__Instructions for the task__
In the records below, find the line with "ring_order: in each" and the line with "POLYGON ((13 135, 19". Print both exactly, along with every line between them, and no other line.

*** Opening Materials provided ***

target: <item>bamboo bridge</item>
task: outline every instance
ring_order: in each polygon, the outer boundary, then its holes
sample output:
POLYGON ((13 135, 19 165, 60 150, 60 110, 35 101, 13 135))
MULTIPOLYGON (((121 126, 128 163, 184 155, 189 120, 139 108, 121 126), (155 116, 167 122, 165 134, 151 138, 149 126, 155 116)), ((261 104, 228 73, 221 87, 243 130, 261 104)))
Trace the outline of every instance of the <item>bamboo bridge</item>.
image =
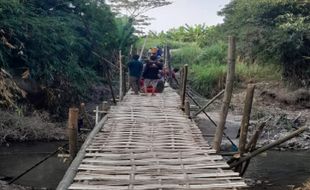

*** Closing Materials provided ***

__Answer space__
ring_order: in each polygon, the outer boundary, then its holes
sample output:
POLYGON ((13 135, 19 165, 60 150, 60 110, 35 101, 13 135))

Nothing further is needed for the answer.